____ PAGE TEXT

The Cook Bioscience Laboratory will help cultivate plants that can be used to produce pharmaceuticals from living organisms, provide space for interdisciplinary algae research, allow for biodiesel production to increase to several gallons each week for engine testing, and create a cradle-to-grave engineering environment in which students examine the recyclability factor of materials made from plants.
“This living laboratory will provide the plants necessary to allow students -- whether they are majoring in the biological sciences or any of the engineering disciplines -- to fully appreciate the study of botany and biology,” said Michael Mueller, Ph.D., head of Rose-Hulman’s Department of Chemistry and Biochemistry.
Jameel Ahmed, Ph.D., head of the Department of Applied Biology and Biomedical Engineering, added, “Given the importance that plants play in the challenges facing the world, it is important that Rose-Hulman has a facility like this. Knowledge gained by working in this laboratory environment will help our alumni find ways to feed an increasing population, develop new medicines and explore potential energy sources.”

________
____ DATA

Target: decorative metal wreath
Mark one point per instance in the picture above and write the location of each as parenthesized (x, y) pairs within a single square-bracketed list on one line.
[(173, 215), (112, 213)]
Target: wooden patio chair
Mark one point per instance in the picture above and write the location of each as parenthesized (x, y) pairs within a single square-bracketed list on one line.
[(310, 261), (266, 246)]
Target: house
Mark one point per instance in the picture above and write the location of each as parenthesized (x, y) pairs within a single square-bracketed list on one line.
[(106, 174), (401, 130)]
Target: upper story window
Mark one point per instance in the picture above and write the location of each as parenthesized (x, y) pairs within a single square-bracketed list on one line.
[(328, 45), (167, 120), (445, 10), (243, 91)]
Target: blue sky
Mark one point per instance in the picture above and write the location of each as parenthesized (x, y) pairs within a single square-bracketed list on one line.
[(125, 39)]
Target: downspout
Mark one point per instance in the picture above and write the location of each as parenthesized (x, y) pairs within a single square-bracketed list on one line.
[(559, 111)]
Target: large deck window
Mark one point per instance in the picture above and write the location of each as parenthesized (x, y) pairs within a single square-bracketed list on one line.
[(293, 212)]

________
____ DATA

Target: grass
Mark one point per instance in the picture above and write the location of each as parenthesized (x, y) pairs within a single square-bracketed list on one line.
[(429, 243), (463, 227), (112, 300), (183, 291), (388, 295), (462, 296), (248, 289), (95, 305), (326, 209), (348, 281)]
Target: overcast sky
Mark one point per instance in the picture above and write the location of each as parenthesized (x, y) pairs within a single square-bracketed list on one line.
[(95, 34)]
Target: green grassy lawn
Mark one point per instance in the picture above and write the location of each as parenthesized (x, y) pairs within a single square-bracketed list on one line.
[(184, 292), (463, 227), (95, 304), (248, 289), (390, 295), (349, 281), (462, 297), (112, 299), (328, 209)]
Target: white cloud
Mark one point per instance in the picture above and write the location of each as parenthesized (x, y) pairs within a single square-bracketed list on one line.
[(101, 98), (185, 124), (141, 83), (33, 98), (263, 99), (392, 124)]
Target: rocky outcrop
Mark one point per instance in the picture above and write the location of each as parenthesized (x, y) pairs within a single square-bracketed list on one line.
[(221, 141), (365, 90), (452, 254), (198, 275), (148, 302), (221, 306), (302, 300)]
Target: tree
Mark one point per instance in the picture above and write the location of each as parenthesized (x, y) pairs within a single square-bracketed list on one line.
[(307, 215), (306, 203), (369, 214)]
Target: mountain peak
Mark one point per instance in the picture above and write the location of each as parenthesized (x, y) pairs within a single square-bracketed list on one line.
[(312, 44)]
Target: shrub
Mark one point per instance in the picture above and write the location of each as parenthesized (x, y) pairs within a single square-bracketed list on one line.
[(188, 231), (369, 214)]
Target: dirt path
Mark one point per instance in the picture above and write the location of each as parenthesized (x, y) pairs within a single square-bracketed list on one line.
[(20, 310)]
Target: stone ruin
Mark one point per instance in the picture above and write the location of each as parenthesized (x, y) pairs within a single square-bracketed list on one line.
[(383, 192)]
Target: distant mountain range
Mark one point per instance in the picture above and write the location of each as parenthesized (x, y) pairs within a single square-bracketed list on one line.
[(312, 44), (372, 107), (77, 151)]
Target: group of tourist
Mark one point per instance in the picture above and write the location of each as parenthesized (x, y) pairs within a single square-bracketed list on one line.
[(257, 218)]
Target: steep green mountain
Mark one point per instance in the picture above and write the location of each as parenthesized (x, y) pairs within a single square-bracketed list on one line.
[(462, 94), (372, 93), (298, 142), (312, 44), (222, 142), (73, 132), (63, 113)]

________
____ DATA

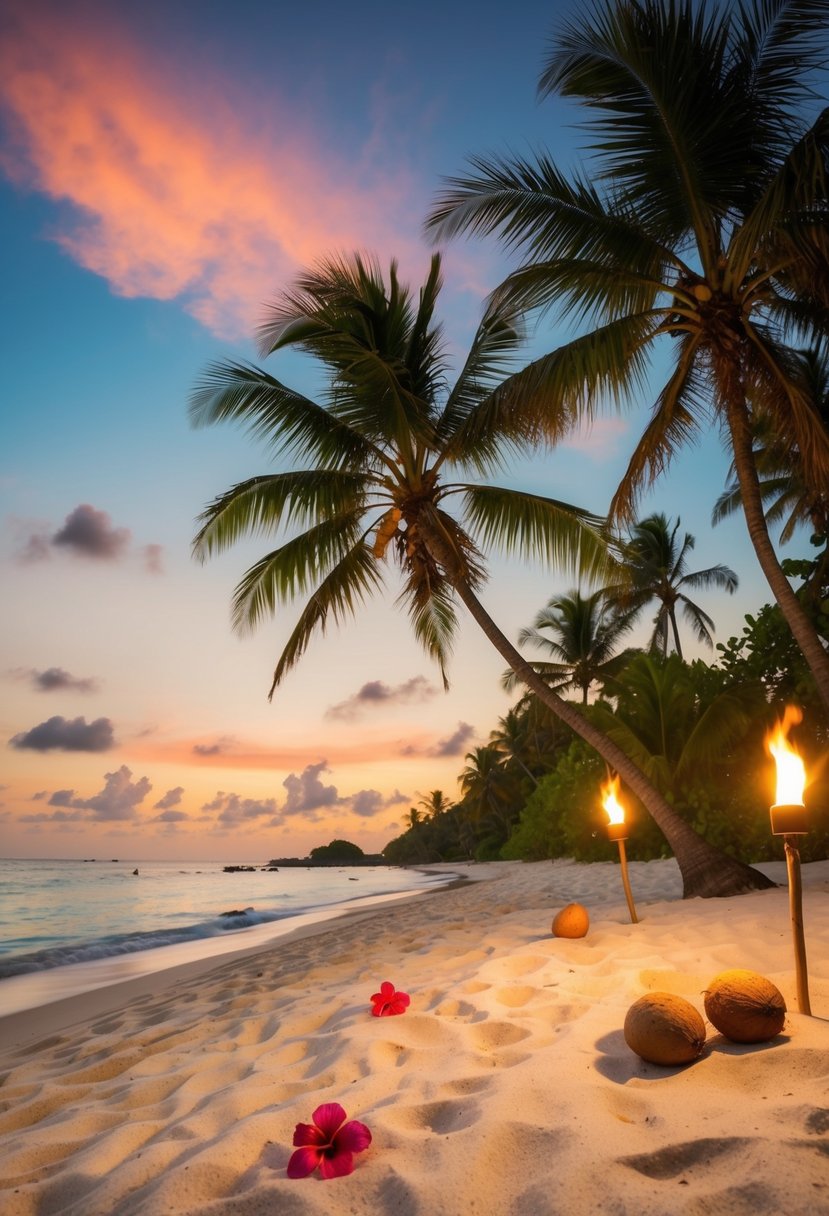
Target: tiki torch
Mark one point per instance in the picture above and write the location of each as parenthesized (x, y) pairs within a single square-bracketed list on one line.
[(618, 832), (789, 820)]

________

#### WORK REQUEST A:
Answer these questions from the Cook Bioscience Laboratory passage:
(i) To what amount each week will biodiesel production increase, and for what purpose?
(ii) Who heads Rose-Hulman's Department of Chemistry and Biochemistry?
(iii) Which department does Jameel Ahmed head?
#### WORK REQUEST B:
Can you resume the Cook Bioscience Laboratory passage after its final sentence?

#### ANSWER SECTION A:
(i) Several gallons each week, for engine testing.
(ii) Michael Mueller, Ph.D.
(iii) The Department of Applied Biology and Biomedical Engineering.

#### ANSWER SECTION B:
The Cook Laboratory will provide applied biology students to further their research on the effects of newly discovered bacteria strains on flowering plants. It will also allow students to grow multiple flowers to examine plant structure and their function, and provide valuable research and lecture space for faculty in several academic departments.
Also, the laboratory will provide a large controlled area for the growth of water hyacinth, a free-floating aqua plant that could remove pollution from natural waters and produce biofuels. Essential Biology, a popular biology course, will now have a laboratory dimension where students can examine various plants, leading to a better understanding of plant diversity.
“The opportunities made available by this laboratory are really endless,” stated Peter Coppinger, Ph.D., associate professor of applied biology and biomedical engineering. “I have always wanted to help students study plant development from seed to seed. Previously we have been extremely limited on what we could grow on campus. There will be fewer limits in the future.”
Coppinger also added, “The Cook Laboratory for Bioscience Research gives our biological science program a major boost, and showcases that Rose-Hulman is placing a strategic emphasis in the sciences.”
During his lifetime, William Cook took an interest in the development of Rose-Hulman’s applied biology and biomedical engineering programs. The applied biology major is one of the rare biology programs in the country to require a year-long, full-credit research experience. Meanwhile, the biomedical engineering program was the first among Indiana higher education institutions to earn ABET accreditation (2007). That program also recently earned a No. 2 national ranking in the 2013 U.S. News & World Report college guidebook among colleges that offer the bachelor's or master's degree as its top degree in engineering.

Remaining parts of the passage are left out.